• ZU ERLEDIGENDE AUFGABEN:
- a) Suchen Sie in den Einträgen jede Zeile heraus, die das Wort „each“ enthält, und geben Sie diese Zeilen unverändert wieder.
- b) Führen Sie den Text über die Auseinandersetzungen beim Arabischen Theaterfestival in Kairo im Anschluss an seinen letzten Satz fort.

• ZU LESENDER TEXT:

Al Ahram Weekly (Ägypten), 28.05.2009

Wenig interessantes Theater, aber hochinteressante Konflikte erlebte Nehad Selaiha beim Arabischen Theaterfestival in Kairo. Gegründet wurde das Festival von Seiner Hoheit Scheich Dr. Sultan Bin Mohammed Al-Qasimi, Herrscher von Sharjah und selbst Dramatiker. 12 Inszenierungen aus 11 arabischen Staaten wurden gezeigt. Anschließend hatten Kritiker das Wort. Da jedoch "Araber notorisch übersensibel auf Kritik von anderen Arabern reagieren", wie Selaiha schreibt, kam es zu heftigen Auseinandersetzungen. Zum Beispiel bei der Diskussion über das tunesische Stück "Cinema": "Araber und besonders Tunesier, ärgern sich generell darüber, dass das ägyptische Alltagsarabisch dank der Popularität ägyptischer Filme und Fernsehdramen in der ganzen arabischen Welt verstanden wird, während nur wenige Ägypter die lokalen Versionen des Arabischen verstehen, die woanders gesprochen werden. Unbedacht berührten die ägyptischen Kritiker diesen wunden Punkt, als sie dem Regisseur erklärten, sie hätten kein Wort des in tunesischem Dialekt gespielten Stücks verstanden, und er möge ihnen deshalb erklären, worum es ging. Natürlich war der tunesische Regisseur zutiefst beleidigt und sagte das auch unverblümt. Er beschuldigte die ägyptischen Kritiker, selbstgefällig und faul zu sein, und sich als Überlegene aufzuspielen, weil sie sich nicht die Mühe machen zu lernen, wie andere Araber sprechen. ... Als einer der Kritiker vorschlug, künftig alle Stücke beim Festival nur noch in klassischem Arabisch aufzuführen, so dass alle Araber sie verstehen, war dies offenbar der zündende Funke und die Tunesier explodierten."

• BEREITGESTELLTE EINTRÄGE:
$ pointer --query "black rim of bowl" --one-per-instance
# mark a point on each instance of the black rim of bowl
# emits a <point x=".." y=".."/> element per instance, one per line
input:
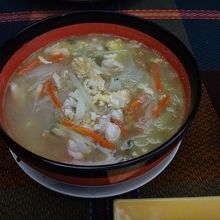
<point x="157" y="32"/>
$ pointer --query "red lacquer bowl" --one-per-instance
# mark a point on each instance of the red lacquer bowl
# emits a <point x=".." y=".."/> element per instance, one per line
<point x="21" y="46"/>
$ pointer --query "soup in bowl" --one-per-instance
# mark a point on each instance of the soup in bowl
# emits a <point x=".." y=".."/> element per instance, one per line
<point x="96" y="101"/>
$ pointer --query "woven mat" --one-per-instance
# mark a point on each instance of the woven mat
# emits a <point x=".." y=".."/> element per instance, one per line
<point x="193" y="172"/>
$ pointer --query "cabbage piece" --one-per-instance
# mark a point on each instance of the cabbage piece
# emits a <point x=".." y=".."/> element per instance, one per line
<point x="87" y="99"/>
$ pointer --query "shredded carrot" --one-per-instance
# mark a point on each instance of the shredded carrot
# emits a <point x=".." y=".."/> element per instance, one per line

• ANTWORTEN:
- a)
# mark a point on each instance of the black rim of bowl
# mark a point on each instance of the red lacquer bowl
# mark a point on each instance of the soup in bowl
# mark a point on each instance of the woven mat
# mark a point on each instance of the cabbage piece
# mark a point on each instance of the shredded carrot

- b)
Rania Khallaf begrüßt das zweifelhafte Projekt eines "Palestinian Holocaust Memorial Museums" (PHMM), das mit Hilfe palästinensischer Exilorganisationen aufgebaut werden soll und zur Zeit vor allem eine virtuelle Präsenz im Netz hat. Vor kurzem fand auch eine Fotoausstellung zum Thema im Al-Sawy Cultural Wheel (mehr hier) statt. Die Initiative ist eine Reaktion auf eine Äußerung des israelischen Politikers Matan Vilnai, der den Palästinensern in Gaza eine "Shoah" angedroht hatte. "Als Reaktion auf dieses provokative Statement wurde die Idee eines Palestinian Holocaust Memorial Museum nach dem Modell des Holocaust-Museums in Washington im März 2008 ins Leben gerufen. Die junge Journalistin Dalia Youssef möchte damit auf die israelischen Verbrechen gegen die Palästinenser aufmerksam machen. 'Da wir nicht die Mittel haben, ein solches Museum in der Realität aufzubauen, habe ich mich entschlossen, es zuerst ins Internet zu stellen, sagt Youssef. 'Wir haben unendlich viele Dokumente und Bilder, und ich fragte mich, wie wir sie am besten verwenden können. (Als nächstes wird sicherlich ein Flügel für die Opfer der Selbstmordattentäter in Israel eingerichtet!)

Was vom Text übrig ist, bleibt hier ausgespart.